> **Set exercise**
Write out the entries below once more, exactly, with the pictures left out.

> **Data lines**
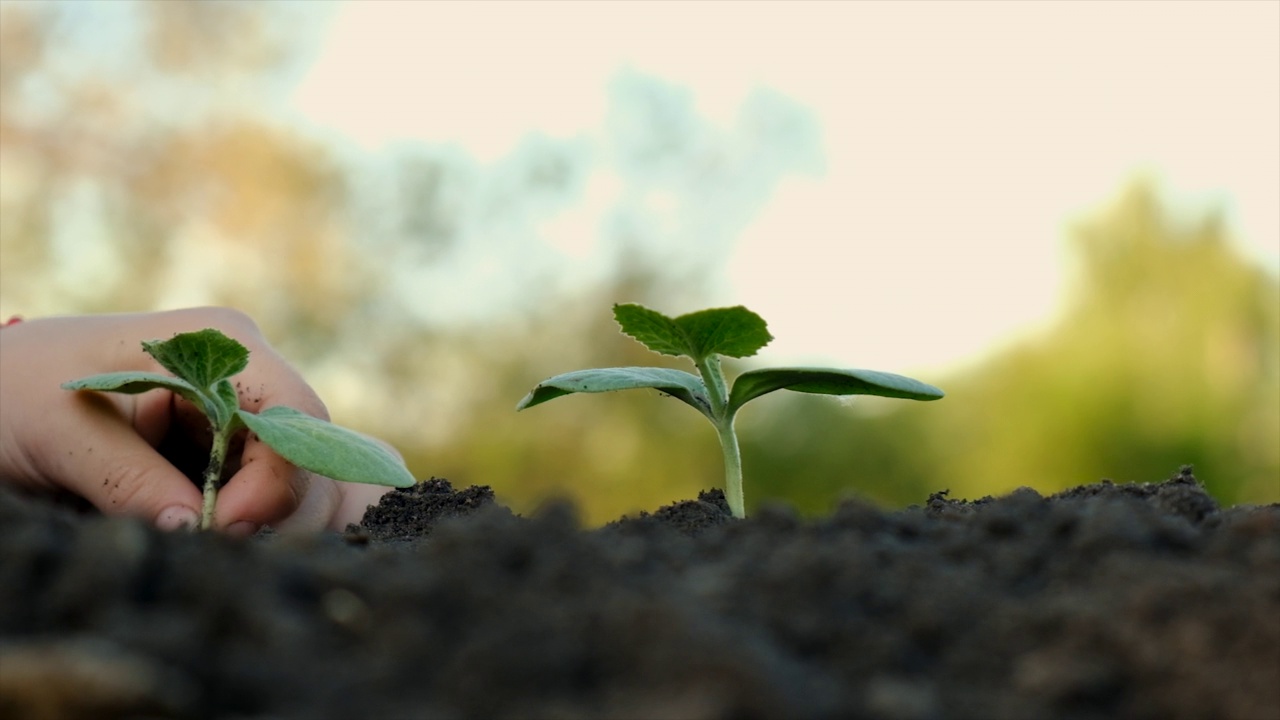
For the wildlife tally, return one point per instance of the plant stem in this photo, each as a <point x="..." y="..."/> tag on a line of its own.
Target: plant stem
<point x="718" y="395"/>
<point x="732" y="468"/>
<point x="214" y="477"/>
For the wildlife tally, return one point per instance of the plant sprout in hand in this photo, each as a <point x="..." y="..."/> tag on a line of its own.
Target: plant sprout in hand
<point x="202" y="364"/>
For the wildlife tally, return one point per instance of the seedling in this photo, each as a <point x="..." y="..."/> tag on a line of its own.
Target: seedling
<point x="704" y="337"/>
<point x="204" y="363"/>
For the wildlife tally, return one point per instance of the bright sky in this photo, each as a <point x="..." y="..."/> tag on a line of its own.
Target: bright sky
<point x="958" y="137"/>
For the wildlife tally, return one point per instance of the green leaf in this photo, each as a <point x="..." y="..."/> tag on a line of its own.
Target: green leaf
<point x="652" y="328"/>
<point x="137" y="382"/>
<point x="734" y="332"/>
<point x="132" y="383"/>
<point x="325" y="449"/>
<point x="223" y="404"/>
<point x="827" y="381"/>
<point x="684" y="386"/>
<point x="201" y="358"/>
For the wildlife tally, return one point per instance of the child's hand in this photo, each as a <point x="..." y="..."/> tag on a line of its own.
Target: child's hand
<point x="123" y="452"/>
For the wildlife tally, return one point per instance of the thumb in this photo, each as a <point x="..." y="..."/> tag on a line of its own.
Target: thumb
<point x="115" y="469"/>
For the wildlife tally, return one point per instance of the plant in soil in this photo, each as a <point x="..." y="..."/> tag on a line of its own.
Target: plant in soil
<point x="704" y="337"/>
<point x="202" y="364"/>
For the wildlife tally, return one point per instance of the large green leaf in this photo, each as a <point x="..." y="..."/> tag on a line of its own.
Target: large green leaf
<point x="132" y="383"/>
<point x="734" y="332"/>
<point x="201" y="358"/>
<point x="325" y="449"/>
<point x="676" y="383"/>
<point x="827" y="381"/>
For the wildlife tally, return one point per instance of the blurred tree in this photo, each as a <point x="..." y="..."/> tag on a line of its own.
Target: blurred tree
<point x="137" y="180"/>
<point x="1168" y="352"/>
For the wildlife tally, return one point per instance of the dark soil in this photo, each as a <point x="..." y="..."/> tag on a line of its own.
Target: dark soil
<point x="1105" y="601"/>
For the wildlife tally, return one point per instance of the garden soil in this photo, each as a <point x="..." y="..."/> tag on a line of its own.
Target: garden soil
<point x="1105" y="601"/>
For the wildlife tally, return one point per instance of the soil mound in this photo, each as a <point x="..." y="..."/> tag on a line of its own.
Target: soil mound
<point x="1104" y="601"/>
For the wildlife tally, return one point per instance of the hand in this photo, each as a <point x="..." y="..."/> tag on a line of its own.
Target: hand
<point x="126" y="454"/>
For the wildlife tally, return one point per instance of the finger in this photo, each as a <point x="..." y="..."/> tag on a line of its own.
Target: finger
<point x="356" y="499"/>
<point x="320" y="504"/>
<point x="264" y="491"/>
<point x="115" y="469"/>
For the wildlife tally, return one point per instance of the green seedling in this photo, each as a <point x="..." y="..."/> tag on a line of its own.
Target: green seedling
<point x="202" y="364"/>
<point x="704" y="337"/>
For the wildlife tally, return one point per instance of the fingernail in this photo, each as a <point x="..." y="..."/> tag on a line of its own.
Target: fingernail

> **Output for this task**
For the wildlife tally, return one point per instance of the plant stem in this photo, each as a <point x="..." y="..."/> tag on a line of its own.
Target: plant stem
<point x="718" y="395"/>
<point x="732" y="468"/>
<point x="214" y="477"/>
For the wildlife tally, return one point per instance of the plant sprout in hand in this photo, each as a <point x="..." y="..."/> tag on a line of its own.
Target: plant sprout in hand
<point x="202" y="364"/>
For the wildlife tally, return one point per instance of the seedling in this photo, each as a <point x="..." y="..."/> tag on a line of its own.
Target: seedling
<point x="704" y="337"/>
<point x="204" y="363"/>
For the wildlife tally, return one point per instance of the bright sky in this photo, each as a <point x="..." y="..."/> tag on a line of its own.
Target: bright sky
<point x="958" y="137"/>
For the wildlife tally, return one point per instance of the green leaf in this photo, each as a <point x="..." y="..."/> tag on a line of its own.
Target: green leaf
<point x="652" y="328"/>
<point x="137" y="382"/>
<point x="734" y="332"/>
<point x="132" y="383"/>
<point x="325" y="449"/>
<point x="223" y="404"/>
<point x="827" y="381"/>
<point x="684" y="386"/>
<point x="201" y="358"/>
For the wildlife tally, return one point per instance of the child's hand in this photo, each as a <point x="..." y="..."/> tag on a line of its own.
Target: child's hand
<point x="123" y="452"/>
For the wildlife tally, return one point per instance of the thumb in this photo, each as a <point x="..." y="..."/> tag on a line of its own.
Target: thumb
<point x="115" y="469"/>
For the wildlife tally, return one point per instance of the plant in soil in this photo, each as a <point x="..." y="..."/> tag on a line of its own.
Target: plant in soil
<point x="704" y="337"/>
<point x="202" y="364"/>
For the wildlife tally, return one point per instance of the large green leaf in this photo, each as a <point x="..." y="..."/> tag on a line of its own.
Target: large green leaf
<point x="132" y="383"/>
<point x="734" y="332"/>
<point x="201" y="358"/>
<point x="325" y="449"/>
<point x="676" y="383"/>
<point x="827" y="381"/>
For the wildlife tally, return one point per instance of the blurred tree in this photo, each as a <point x="..." y="..."/> tag on a line of its own.
Target: blurred tree
<point x="137" y="180"/>
<point x="1168" y="352"/>
For the wildlife tally, return one point per instance of the dark soil in this photo, each as a <point x="..." y="..."/> tag on a line of its own.
Target: dark soil
<point x="1105" y="601"/>
For the wildlife tally, return one point per instance of the garden soil in this photo, each as a <point x="..." y="..."/> tag on a line of its own.
Target: garden soil
<point x="1105" y="601"/>
For the wildlife tally, return one point per instance of the soil mound in this photo, each as a <point x="..." y="..."/> tag on a line of its own.
Target: soil mound
<point x="1104" y="601"/>
For the wildlife tally, return one point per instance of the hand in this photo, each as a <point x="..." y="..."/> tag on a line of its own.
Target: hand
<point x="126" y="454"/>
For the wildlife tally, return one point per instance of the finger in this photo, each as a <point x="..." y="..."/> tag on a line of its own.
Target: finger
<point x="356" y="499"/>
<point x="320" y="504"/>
<point x="264" y="491"/>
<point x="115" y="469"/>
For the wildlife tally, return one point per instance of the green seedling in this photo, each as a <point x="..." y="..."/> tag on a line of its own.
Target: green seedling
<point x="202" y="364"/>
<point x="704" y="337"/>
For the wildlife tally, return one point per instance of the fingernail in this photo, each as a <point x="..." y="..."/> tag on a line of its own.
Target: fingernail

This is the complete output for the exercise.